The task
Output the material below unchanged, apart from leaving out the pictures.
>> Start Working data
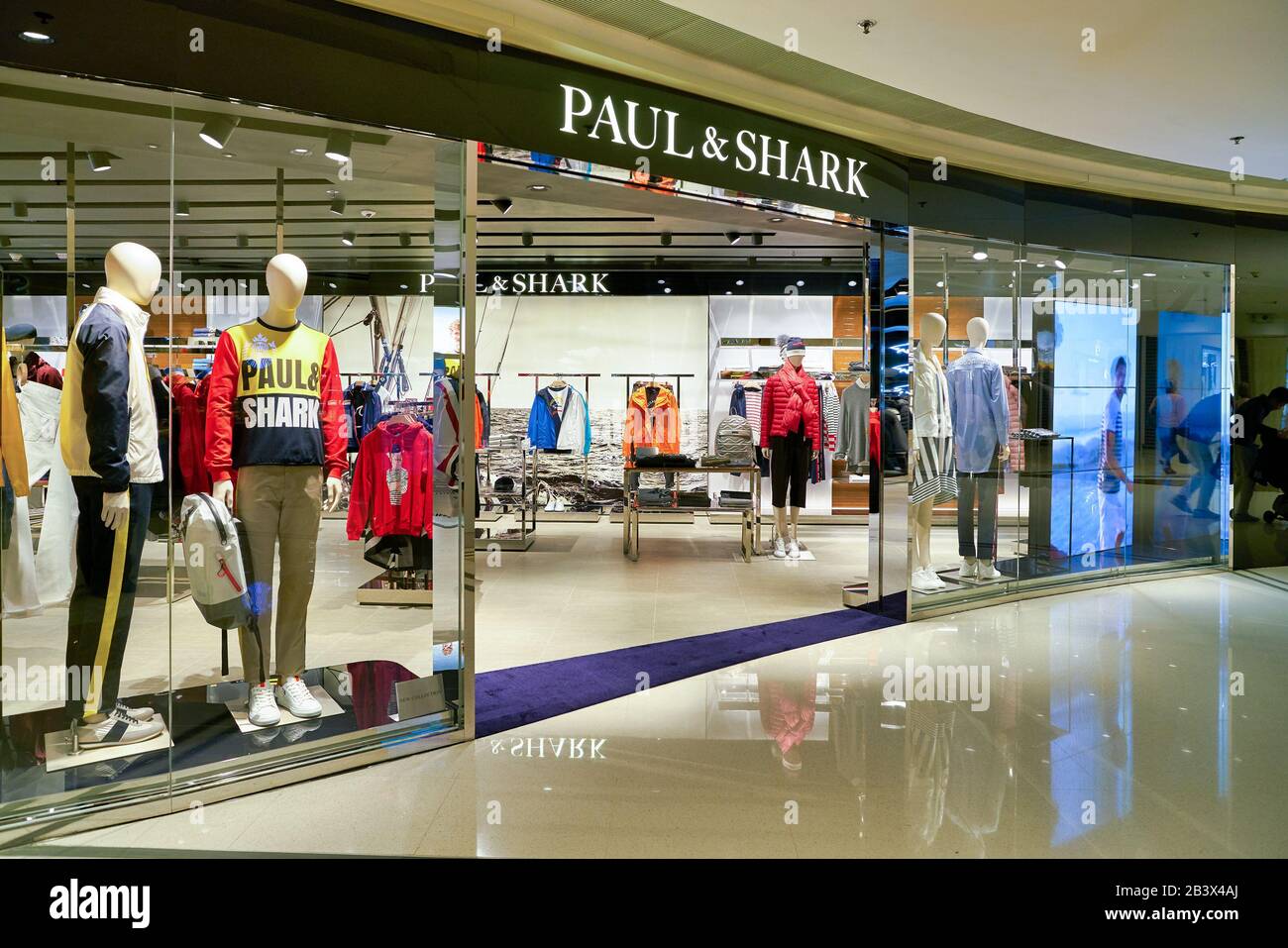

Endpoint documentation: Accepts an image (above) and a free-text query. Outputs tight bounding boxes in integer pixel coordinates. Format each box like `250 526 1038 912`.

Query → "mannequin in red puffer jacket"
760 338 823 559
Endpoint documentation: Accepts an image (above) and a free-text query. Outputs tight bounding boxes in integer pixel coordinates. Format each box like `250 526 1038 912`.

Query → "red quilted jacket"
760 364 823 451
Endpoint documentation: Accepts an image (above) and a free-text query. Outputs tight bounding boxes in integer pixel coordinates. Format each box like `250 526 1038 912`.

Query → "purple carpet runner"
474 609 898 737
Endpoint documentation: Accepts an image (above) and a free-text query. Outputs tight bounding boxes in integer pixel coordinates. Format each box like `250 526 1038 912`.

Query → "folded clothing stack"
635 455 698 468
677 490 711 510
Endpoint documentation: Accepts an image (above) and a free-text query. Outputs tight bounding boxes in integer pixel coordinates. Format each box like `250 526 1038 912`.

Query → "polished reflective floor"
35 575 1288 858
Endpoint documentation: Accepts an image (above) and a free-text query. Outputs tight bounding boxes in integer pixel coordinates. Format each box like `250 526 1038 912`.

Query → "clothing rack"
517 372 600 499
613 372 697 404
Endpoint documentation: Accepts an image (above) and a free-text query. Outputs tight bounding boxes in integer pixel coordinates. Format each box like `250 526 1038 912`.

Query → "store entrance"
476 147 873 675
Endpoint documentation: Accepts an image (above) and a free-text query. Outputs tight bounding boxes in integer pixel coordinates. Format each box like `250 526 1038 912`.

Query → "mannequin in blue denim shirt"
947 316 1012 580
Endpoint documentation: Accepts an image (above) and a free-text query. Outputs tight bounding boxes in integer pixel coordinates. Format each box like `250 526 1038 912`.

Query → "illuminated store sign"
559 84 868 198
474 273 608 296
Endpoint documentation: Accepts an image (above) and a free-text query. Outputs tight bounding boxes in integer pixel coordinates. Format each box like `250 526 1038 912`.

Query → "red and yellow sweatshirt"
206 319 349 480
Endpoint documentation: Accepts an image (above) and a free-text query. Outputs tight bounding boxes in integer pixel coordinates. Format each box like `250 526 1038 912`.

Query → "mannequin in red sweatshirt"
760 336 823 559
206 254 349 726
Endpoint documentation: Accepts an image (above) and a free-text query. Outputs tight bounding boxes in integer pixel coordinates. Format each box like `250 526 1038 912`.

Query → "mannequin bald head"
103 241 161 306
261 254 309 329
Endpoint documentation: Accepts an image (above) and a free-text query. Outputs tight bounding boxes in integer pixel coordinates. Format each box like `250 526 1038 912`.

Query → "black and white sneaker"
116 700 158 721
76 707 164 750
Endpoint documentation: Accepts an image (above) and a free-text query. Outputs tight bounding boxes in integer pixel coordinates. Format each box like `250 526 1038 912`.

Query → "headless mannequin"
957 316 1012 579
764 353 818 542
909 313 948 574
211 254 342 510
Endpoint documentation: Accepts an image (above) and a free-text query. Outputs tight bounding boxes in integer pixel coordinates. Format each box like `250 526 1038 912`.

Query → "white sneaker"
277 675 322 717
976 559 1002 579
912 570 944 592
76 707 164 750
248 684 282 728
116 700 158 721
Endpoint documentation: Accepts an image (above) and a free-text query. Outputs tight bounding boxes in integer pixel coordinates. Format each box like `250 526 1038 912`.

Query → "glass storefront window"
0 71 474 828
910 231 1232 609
>> End Working data
Response to this task
Endpoint documentation: Accepts an image (above) and a free-text query. Outputs tight bounding boxes in integer pixel coordinates. Format each box like `250 526 1038 912`.

Query → "mannequin in red puffer jacket"
760 338 823 559
Endpoint documentation: Accepts an image (above) and a free-text query. Outputs tight bounding boxes in integer pixel coordinates. Format each box like `250 526 1038 912`.

Query → "red quilted jacket"
760 364 823 451
Endpoint documentation: Accepts an image (above) and a free-text query. Outputs tight bounding boxes in integer pixel coordinates. Format each box like `250 526 1038 912`.

Query → "purple carpet runner"
474 609 898 737
Endpoint documentation: Accepts an image (above) and a free-text query. Outputs tight bounding boxes in integer pixel coordinates. Format each box like `250 526 1038 912`.

Query → "folded clothing stack"
635 455 698 468
677 490 711 510
Endpoint documentation: Accepts an image (above) and a free-text query. Outputs tight bounding boxes in integer pixel coordinates. Format each box like `250 526 1038 912`.

Query → "polished reflective floor"
35 575 1288 858
Endpoint documentation: Accepts an image (above) and a free-text query. Outputs tight bounding boxes in integer pixel coordinates. Format each box like `250 526 1038 912`.

Query → "clothing rack"
517 372 600 499
613 372 697 404
Endpoint documentation: Accepts an image (above) and a free-text query. Outputs tight bounding boxes in integer pixel coordinates. Format each box like `250 526 1038 912`.

Query → "store entrance"
476 147 873 675
Endpoint documentation: Accepts an image (above) and a free-text query. Outputs tight bounding boxes in integer pixel coordinates. Format each box like `250 526 1038 912`.

Query → "mannequin in blue denim shirt"
947 316 1012 580
Endpoint documentation: Accepts an image (above) and a free-text query. Outputs tight bounding boxes in integer pixel coordinates. Format each box like `250 526 1038 912`.

Query → "illuminated store sign"
559 84 868 198
474 273 608 296
Endpoint documentation: Accepts an image (above) and a free-text query. Outputs tight bounding boxes in integer pixel coordinates. Format each box like `250 526 1038 912`.

Query → "red and yellow sweatshirt"
206 319 349 480
Endpoint documentation: Accepts an image (above) and a free-text query. Outputs tight bounding boxes in integer pixel coordinates. Format each box like `250 526 1038 912`.

Query → "mannequin in red sweatshirt"
760 336 823 559
206 254 349 726
Endpoint documentation: Accepts an image (above) and a free-text query. Outputs tight bounding boxes in integer pixel coordinates. Format each box like `250 526 1038 912`.

Query → "mannequin bald head"
103 241 161 306
261 254 309 329
Endpoint documentation: Accepts an image (above) and a free-text query. Outputs tight bounding boxes in integer pixel coordinates. Format each box like `250 526 1038 912`.

Query → "black and white sneaker"
116 700 158 721
76 707 164 750
Endpoint documentation: Accepts an image (above) and a free-text query. Outputs tight bounding boxes in integer pixel coordinates. Format each box like `250 526 1038 912`.

Query → "headless mannequin"
957 316 1012 579
764 353 818 542
909 313 948 574
211 254 342 510
Endpoint documentation: Accepts an image (above) and a free-text query. Outputs tight bounding boxes in integer pixel coordinates. Format each box like `250 526 1038 912`.

Query → "white sneaker"
277 675 322 717
976 559 1002 579
912 570 944 592
76 707 164 750
248 684 282 728
116 700 158 721
Endpoint documentation: Accepts an image (above) and a free-text query. Outputs tight bounding boxes in integer pixel coordinates. Format each box like `250 526 1038 912`.

Query → "glass storefront window"
0 71 474 828
910 231 1232 609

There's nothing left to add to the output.